● TEXT SECTION
Testimonial by Aileen Joseph

This is the story of my life since 2004. I would never have dreamed that I would be where I am today. I am a wife, mother, grand-mother and great grand-mother. I have always been at home, taking care of my family. My education is Grade 11, but, not having the means to continue in school, I went in one door and out the other. I was married at 19 and have been married for 49 years to James, who is my best friend. We have been through a lot together.

Our youngest daughter Shelley was murdered in July of 2004. Her story starts in 1973 - the year our oldest son Jimmy died. She always felt Jimmy was the only person who cared for her and remembered him and everything about him. After a day of remembering Jimmy and drinking all day, she found herself home, lonesome, crying, and worrying about her youngest son who had gotten hurt that day. She was afraid he would die on Jimmy's birthday, July 1st. After many calls to me, pouring her heart out about this man who she thought was her friend, Shelley left on her journey to the other side. He stabbed her. One wound to the heart. We were told that, if it had been a half inch in any other direction, she would not have died. He was charged with second degree murder on July 2nd, her youngest daughter Amanda's 16th birthday. He ended up pleading guilty to manslaughter and was sentenced to nine years.

● SHORT PROBLEM 1
Answer these questions using the testimonial.
(a) How long has the writer been married to James?
(b) In what year did Jimmy die?
(c) What sentence did Shelley's killer receive?
● SHORT PROBLEM 2
Say whether each statement agrees with the testimonial. Answer yes or no and quote the deciding words.
(a) The writer finished high school.
(b) The man was charged on Amanda's 16th birthday.
(c) Shelley was stabbed several times.
● SHORT PROBLEM 3
Copy the testimonial word for word from "Testimonial by Aileen" up to and including "a lot together.".

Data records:

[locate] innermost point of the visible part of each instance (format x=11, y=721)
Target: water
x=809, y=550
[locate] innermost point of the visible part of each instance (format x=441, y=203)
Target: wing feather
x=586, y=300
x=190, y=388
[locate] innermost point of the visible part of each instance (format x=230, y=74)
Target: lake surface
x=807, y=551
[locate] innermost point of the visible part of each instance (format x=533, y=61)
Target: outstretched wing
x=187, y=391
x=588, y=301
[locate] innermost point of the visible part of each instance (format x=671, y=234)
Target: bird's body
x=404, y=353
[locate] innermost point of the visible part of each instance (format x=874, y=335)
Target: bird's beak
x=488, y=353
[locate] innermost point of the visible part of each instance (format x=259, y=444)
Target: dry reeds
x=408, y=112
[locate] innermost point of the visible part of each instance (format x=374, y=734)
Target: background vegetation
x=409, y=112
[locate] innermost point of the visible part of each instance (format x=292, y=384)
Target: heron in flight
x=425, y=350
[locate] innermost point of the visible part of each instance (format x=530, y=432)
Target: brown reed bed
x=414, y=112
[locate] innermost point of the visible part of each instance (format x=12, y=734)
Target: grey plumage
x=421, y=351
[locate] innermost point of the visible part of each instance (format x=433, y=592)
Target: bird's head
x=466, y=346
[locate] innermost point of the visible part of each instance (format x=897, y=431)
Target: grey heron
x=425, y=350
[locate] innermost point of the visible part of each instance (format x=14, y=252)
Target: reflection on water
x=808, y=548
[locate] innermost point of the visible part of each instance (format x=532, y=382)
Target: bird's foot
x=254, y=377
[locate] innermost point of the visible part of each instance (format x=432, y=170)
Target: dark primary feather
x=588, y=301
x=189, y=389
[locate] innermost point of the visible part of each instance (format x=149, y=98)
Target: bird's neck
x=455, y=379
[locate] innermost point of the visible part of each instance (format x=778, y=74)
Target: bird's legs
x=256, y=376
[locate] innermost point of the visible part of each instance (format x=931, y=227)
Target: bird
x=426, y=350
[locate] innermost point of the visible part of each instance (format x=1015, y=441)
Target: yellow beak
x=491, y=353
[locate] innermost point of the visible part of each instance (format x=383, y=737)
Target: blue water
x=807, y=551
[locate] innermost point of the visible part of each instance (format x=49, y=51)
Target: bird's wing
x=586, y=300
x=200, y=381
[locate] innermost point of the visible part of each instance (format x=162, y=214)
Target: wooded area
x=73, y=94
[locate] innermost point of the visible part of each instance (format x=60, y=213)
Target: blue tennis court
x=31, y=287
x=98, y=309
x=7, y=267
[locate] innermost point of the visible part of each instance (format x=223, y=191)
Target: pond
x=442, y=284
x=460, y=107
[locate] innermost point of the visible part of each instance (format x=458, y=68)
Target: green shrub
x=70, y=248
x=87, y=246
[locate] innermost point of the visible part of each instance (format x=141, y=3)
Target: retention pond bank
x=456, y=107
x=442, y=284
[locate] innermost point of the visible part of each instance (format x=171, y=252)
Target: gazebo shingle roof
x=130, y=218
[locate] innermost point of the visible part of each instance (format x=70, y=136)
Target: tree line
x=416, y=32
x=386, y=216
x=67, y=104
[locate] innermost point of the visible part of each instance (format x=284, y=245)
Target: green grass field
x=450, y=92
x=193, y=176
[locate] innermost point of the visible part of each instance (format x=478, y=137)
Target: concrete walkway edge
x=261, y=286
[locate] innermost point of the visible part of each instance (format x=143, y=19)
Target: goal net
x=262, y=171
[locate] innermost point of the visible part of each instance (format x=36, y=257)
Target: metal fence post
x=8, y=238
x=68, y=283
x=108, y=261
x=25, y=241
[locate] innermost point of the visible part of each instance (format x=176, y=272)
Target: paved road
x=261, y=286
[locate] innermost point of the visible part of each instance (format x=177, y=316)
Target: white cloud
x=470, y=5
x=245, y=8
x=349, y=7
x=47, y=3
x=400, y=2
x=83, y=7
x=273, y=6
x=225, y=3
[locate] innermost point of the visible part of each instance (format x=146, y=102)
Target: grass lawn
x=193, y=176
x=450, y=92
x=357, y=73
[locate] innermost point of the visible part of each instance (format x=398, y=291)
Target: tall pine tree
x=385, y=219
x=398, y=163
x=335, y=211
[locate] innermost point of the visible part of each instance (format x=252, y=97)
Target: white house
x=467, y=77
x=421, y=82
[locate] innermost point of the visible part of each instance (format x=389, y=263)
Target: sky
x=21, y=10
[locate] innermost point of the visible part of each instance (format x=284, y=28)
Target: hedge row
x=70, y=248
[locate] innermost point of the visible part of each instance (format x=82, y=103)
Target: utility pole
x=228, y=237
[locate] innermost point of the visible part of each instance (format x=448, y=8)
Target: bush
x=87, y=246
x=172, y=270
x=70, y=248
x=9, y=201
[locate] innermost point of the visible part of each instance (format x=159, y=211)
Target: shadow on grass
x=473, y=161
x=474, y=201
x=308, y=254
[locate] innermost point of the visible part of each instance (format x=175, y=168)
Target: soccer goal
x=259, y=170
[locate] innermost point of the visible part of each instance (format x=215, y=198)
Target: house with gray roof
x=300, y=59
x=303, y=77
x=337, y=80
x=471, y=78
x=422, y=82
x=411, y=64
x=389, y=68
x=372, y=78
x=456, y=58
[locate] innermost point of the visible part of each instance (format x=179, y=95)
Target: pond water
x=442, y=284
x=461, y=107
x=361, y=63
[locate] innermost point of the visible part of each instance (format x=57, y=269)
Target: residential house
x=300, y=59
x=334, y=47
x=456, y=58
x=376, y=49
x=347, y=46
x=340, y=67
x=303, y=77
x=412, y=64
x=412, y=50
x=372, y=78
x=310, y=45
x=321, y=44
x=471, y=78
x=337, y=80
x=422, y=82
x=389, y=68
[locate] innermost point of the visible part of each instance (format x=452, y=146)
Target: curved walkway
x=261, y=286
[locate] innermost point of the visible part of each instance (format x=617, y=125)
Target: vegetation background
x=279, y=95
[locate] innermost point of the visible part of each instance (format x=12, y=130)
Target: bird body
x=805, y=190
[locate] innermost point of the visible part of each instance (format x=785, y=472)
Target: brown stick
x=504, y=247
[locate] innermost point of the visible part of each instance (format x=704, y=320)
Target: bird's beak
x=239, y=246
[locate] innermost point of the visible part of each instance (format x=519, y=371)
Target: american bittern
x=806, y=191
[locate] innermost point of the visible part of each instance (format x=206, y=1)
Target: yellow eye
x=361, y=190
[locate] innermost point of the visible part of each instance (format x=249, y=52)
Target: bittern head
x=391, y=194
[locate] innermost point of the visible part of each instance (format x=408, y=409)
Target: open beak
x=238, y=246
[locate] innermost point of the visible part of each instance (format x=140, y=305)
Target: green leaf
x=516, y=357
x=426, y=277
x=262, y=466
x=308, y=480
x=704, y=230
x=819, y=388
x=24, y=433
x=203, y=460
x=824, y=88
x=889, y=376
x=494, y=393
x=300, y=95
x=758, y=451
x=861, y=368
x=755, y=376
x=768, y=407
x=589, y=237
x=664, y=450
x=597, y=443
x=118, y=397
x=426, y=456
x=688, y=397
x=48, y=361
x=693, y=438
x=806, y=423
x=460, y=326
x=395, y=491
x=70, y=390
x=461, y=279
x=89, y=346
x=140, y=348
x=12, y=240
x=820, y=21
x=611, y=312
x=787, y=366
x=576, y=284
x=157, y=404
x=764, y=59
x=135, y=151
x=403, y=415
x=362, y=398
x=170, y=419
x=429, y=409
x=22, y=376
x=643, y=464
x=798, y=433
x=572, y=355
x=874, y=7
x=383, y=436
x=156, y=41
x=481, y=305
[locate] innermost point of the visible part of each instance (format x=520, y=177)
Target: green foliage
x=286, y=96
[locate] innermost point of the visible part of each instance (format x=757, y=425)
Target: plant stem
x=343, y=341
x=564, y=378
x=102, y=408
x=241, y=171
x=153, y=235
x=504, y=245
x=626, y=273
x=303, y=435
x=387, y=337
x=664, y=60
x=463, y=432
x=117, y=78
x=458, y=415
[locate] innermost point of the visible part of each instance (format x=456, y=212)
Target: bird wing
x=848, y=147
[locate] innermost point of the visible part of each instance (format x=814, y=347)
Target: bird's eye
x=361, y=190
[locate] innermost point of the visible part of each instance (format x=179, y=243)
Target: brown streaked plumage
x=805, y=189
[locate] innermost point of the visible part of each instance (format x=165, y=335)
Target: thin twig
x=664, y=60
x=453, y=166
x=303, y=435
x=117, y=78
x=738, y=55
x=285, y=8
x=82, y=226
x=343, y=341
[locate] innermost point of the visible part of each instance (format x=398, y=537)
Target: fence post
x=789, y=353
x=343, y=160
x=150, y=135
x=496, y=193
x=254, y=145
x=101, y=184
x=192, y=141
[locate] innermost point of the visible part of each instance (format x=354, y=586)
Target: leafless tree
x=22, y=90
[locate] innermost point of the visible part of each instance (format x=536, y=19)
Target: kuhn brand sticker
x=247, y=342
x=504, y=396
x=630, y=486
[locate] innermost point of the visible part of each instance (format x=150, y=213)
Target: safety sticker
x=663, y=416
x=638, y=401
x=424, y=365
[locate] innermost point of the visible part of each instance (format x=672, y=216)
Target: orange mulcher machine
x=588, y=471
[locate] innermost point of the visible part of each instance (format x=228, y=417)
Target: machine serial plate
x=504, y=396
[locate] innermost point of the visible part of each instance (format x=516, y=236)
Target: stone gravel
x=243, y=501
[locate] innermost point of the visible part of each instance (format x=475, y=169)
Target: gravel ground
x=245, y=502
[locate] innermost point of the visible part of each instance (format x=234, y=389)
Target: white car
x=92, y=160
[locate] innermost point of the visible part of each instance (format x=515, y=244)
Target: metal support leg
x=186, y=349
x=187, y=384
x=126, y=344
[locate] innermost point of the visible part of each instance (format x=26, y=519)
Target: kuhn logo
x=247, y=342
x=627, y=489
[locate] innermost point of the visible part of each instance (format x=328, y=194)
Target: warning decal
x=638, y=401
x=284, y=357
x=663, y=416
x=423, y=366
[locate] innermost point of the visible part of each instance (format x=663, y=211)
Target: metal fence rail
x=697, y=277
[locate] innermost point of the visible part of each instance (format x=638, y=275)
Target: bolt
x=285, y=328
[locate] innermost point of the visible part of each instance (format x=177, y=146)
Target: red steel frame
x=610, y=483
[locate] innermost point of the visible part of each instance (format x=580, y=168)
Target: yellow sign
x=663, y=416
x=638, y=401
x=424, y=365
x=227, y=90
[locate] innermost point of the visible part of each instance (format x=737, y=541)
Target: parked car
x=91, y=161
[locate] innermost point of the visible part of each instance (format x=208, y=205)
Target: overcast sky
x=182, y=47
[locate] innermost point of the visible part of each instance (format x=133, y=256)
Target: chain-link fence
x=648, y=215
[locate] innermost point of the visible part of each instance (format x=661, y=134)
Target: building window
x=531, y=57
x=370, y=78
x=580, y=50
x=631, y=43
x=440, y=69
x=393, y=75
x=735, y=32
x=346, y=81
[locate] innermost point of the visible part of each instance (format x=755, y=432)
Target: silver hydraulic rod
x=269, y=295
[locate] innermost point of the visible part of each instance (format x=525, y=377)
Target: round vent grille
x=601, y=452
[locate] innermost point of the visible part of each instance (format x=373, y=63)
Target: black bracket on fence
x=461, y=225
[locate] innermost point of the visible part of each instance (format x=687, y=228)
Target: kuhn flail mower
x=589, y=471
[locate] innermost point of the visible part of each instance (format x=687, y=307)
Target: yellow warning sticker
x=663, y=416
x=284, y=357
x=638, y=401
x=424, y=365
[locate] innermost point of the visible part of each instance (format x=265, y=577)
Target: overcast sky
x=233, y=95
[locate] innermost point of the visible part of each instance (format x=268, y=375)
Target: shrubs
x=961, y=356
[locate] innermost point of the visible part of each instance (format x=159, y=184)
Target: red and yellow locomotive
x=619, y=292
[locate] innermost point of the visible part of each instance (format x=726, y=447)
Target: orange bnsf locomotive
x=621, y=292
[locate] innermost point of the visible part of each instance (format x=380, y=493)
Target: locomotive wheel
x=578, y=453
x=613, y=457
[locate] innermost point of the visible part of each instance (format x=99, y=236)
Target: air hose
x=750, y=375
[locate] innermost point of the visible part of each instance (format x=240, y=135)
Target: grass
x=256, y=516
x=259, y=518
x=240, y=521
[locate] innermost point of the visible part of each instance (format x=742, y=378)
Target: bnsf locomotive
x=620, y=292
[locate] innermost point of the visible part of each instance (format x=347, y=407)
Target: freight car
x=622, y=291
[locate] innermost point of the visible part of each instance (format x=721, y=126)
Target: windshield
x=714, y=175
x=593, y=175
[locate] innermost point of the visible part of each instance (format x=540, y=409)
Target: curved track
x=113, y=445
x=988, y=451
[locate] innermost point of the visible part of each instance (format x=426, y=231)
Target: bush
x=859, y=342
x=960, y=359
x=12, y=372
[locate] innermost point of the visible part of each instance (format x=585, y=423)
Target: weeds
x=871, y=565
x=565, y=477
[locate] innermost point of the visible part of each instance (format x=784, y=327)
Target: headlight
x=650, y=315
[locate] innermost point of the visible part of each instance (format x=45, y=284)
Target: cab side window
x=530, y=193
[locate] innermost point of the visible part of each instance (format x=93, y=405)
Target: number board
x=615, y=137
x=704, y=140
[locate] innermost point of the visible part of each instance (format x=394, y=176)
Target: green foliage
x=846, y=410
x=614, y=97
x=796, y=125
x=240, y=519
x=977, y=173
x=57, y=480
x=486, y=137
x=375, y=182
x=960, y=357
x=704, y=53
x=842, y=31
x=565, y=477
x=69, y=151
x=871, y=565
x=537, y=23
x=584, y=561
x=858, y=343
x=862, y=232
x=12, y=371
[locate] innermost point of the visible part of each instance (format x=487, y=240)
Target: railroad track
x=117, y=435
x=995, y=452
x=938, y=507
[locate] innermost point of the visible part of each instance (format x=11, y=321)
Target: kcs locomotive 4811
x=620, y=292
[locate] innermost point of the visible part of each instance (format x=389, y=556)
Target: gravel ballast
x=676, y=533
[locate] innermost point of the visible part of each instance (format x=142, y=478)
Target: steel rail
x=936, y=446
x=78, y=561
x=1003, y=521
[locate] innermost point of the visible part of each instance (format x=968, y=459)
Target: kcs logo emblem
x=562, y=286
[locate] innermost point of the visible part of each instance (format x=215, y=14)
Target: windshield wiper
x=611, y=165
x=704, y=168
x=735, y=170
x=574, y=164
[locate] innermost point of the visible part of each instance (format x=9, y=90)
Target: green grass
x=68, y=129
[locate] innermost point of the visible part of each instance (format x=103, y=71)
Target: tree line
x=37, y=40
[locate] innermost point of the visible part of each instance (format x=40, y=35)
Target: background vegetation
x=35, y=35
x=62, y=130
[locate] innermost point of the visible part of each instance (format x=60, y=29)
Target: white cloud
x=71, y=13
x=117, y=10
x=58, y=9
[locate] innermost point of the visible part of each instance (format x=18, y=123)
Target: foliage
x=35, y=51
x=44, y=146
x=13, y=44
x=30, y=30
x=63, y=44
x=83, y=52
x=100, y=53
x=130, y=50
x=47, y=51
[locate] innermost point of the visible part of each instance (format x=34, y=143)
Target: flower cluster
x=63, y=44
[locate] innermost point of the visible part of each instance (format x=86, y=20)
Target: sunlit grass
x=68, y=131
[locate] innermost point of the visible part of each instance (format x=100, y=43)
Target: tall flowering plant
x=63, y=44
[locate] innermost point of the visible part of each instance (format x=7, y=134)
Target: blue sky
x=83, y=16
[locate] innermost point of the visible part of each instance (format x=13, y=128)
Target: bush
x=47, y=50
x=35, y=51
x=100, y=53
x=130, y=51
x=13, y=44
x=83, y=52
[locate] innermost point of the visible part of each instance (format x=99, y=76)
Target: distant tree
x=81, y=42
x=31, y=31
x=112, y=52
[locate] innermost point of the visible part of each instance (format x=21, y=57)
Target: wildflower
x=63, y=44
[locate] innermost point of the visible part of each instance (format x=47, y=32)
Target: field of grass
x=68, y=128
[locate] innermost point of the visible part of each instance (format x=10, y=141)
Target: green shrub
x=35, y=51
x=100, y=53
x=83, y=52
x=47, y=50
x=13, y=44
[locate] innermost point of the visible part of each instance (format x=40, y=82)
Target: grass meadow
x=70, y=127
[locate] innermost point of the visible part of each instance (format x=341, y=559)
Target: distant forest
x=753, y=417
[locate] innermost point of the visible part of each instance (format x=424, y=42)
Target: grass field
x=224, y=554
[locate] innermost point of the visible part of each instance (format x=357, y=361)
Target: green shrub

● RIGHT ANSWER 1
(a) 49 years
(b) 1973
(c) Nine years

● RIGHT ANSWER 2
(a) No: "My education is Grade 11, but, not having the means to continue in school, I went in one door and out the other."
(b) Yes: "He was charged with second degree murder on July 2nd, her youngest daughter Amanda's 16th birthday."
(c) No: "He stabbed her. One wound to the heart."

● RIGHT ANSWER 3
Testimonial by Aileen Joseph

This is the story of my life since 2004. I would never have dreamed that I would be where I am today. I am a wife, mother, grand-mother and great grand-mother. I have always been at home, taking care of my family. My education is Grade 11, but, not having the means to continue in school, I went in one door and out the other. I was married at 19 and have been married for 49 years to James, who is my best friend. We have been through a lot together.